Task to complete
Arrange every line of the material below as a Markdown table with the columns "Row" and "Line," numbering each row and leaving out blank lines.

===== Data rows

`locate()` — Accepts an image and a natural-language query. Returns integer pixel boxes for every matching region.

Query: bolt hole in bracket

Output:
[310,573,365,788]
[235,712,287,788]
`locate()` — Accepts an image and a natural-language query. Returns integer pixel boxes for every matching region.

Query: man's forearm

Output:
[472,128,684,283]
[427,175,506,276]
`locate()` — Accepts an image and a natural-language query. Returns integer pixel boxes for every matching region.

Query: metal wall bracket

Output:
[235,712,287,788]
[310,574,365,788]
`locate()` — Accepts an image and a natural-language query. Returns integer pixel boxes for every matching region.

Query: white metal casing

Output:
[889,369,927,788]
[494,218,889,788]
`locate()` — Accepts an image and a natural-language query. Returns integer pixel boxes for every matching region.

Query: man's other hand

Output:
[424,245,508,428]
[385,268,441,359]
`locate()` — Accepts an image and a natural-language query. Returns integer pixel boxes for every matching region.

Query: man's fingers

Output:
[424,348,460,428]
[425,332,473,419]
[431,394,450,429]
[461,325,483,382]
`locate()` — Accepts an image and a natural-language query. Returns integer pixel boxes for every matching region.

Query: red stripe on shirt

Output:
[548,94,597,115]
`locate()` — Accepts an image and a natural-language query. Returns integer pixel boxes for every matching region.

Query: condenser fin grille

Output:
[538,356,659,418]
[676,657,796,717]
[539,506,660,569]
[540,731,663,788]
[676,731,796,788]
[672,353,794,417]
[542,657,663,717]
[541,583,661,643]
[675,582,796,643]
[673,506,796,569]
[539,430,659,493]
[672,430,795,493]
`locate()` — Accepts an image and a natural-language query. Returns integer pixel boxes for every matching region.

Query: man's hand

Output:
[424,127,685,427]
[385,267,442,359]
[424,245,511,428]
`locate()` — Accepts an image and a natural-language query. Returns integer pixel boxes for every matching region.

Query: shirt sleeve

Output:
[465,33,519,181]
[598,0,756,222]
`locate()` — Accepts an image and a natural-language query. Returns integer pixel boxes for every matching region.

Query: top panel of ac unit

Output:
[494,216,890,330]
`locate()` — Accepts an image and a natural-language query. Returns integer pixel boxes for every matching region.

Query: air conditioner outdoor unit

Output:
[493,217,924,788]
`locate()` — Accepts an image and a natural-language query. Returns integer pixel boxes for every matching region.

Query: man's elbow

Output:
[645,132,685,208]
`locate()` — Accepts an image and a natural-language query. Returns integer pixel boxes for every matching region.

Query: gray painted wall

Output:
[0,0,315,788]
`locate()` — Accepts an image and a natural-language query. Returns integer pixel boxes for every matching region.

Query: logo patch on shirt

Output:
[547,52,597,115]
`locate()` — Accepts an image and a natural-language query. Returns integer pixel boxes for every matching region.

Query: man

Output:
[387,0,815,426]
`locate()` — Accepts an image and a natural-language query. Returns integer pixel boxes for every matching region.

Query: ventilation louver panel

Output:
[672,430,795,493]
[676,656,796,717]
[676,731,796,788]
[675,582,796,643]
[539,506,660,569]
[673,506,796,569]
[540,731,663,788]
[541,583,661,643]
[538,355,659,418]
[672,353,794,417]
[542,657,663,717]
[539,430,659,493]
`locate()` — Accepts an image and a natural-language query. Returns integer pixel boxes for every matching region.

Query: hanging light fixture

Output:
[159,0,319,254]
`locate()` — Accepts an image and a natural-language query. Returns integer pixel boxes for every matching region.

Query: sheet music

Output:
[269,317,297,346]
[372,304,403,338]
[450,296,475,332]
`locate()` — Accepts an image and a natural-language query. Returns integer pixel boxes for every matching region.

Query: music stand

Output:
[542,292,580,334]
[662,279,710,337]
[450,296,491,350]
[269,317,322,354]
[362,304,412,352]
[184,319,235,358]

==========

In response
| Row | Line |
|---|---|
| 1 | `locate()` — Accepts an image and a natural-language query. Returns integer pixel boxes for every matching region. |
| 2 | Query: bolt hole in bracket |
| 3 | Output: |
| 4 | [310,573,365,788] |
| 5 | [235,712,287,788] |
| 6 | `locate()` — Accepts an image and a natural-language query. Returns integer pixel boxes for every matching region. |
| 7 | Query: man's forearm |
| 8 | Output: |
| 9 | [472,128,684,283] |
| 10 | [427,175,506,276] |
| 11 | `locate()` — Accepts an image and a natural-language query. Returns integer pixel boxes for every matching region. |
| 12 | Query: metal wall bracket |
| 13 | Output: |
| 14 | [235,712,287,788] |
| 15 | [310,574,365,788] |
| 16 | `locate()` — Accepts an image and a natural-language query. Returns integer pixel boxes for every matching region. |
| 17 | Query: white metal casing |
| 18 | Output: |
| 19 | [889,369,927,788] |
| 20 | [494,218,889,788] |
| 21 | `locate()` — Accepts an image and a natural-language query. Returns integer pixel boxes for every matching region. |
| 22 | Query: man's other hand |
| 23 | Output: |
| 24 | [424,245,508,428] |
| 25 | [385,268,441,359] |
| 26 | `locate()` — Accepts an image and a natural-language query. Returns integer pixel boxes for every matching region. |
| 27 | Query: man's fingers |
| 28 | Output: |
| 29 | [424,348,460,428] |
| 30 | [425,332,473,419] |
| 31 | [431,394,450,429] |
| 32 | [461,325,483,382] |
| 33 | `locate()` — Accepts an image and a natural-language query. Returns integer pixel boxes for every matching region. |
| 34 | Query: red stripe on shirt |
| 35 | Output: |
| 36 | [548,94,597,115] |
| 37 | `locate()` — Accepts an image and a natural-language query. Returns integer pixel boxes for every matching region. |
| 38 | Query: condenser fin grille |
| 39 | Output: |
| 40 | [538,356,659,418] |
| 41 | [676,657,796,717] |
| 42 | [539,506,660,569] |
| 43 | [540,731,663,788] |
| 44 | [676,731,796,788] |
| 45 | [672,353,794,417] |
| 46 | [542,657,663,717] |
| 47 | [541,583,661,643] |
| 48 | [675,582,796,643] |
| 49 | [673,506,796,569] |
| 50 | [539,430,659,493] |
| 51 | [672,430,795,493] |
| 52 | `locate()` — Accepts an image and a natural-language query. Returns integer pixel boxes for every matching region. |
| 53 | Query: man's hand |
| 54 | Output: |
| 55 | [424,127,685,427] |
| 56 | [385,267,442,359] |
| 57 | [424,245,511,428] |
| 58 | `locate()` — Accepts an image and a natural-language query. Returns integer pixel boxes for every matching region. |
| 59 | Query: shirt sleeve |
| 60 | Output: |
| 61 | [465,33,519,181] |
| 62 | [598,0,756,222] |
| 63 | `locate()` — Accepts an image and a natural-language query. Returns integer pixel boxes for every matching region. |
| 64 | Query: top panel of ac unit |
| 65 | Output: |
| 66 | [494,216,890,330] |
| 67 | `locate()` — Accepts an image and a natural-language query. Returns integer pixel boxes for every matching region. |
| 68 | Query: air conditioner outdoor unit |
| 69 | Output: |
| 70 | [493,217,924,788] |
| 71 | `locate()` — Accepts an image and a natural-language query. Returns integer pixel boxes for every matching region. |
| 72 | Query: man's elbow |
| 73 | Output: |
| 74 | [645,132,685,208] |
| 75 | `locate()` — Accepts an image and a natural-language query. Returns integer pixel boxes for every matching region. |
| 76 | Query: gray painted wall |
| 77 | Output: |
| 78 | [0,0,315,788] |
| 79 | `locate()` — Accepts an image and a natural-language query. Returns integer pixel boxes for every matching region. |
| 80 | Query: logo patch on shirt |
| 81 | Output: |
| 82 | [547,52,597,115] |
| 83 | `locate()` — Accepts an image and a natural-language query. Returns integer pixel boxes for every matching region. |
| 84 | Query: man |
| 85 | Output: |
| 86 | [387,0,815,426] |
| 87 | `locate()` — Accepts an image and a natural-language query. Returns integer pixel boxes for every matching region. |
| 88 | Query: ventilation louver panel |
| 89 | Output: |
| 90 | [672,430,795,493] |
| 91 | [676,656,796,717] |
| 92 | [676,731,796,788] |
| 93 | [675,582,796,643] |
| 94 | [539,506,660,569] |
| 95 | [673,506,796,569] |
| 96 | [540,731,663,788] |
| 97 | [541,583,661,643] |
| 98 | [538,355,659,418] |
| 99 | [672,353,794,417] |
| 100 | [542,657,663,717] |
| 101 | [539,430,659,493] |
| 102 | `locate()` — Accepts an image and a natural-language query. Returns integer pixel boxes for every matching region. |
| 103 | Query: hanging light fixture |
| 104 | Output: |
| 105 | [159,0,319,254] |
| 106 | `locate()` — Accepts an image and a natural-language query. Returns integer pixel boxes for every matching region. |
| 107 | Query: sheet music |
| 108 | Output: |
| 109 | [269,317,297,346] |
| 110 | [372,304,403,338] |
| 111 | [450,296,475,332] |
| 112 | `locate()` — Accepts an image and a natural-language query. Returns integer pixel boxes for every matching region. |
| 113 | Query: music stand |
| 114 | Output: |
| 115 | [542,292,580,334] |
| 116 | [662,279,710,337] |
| 117 | [450,296,491,350] |
| 118 | [269,317,322,354] |
| 119 | [362,304,412,352] |
| 120 | [184,319,235,358] |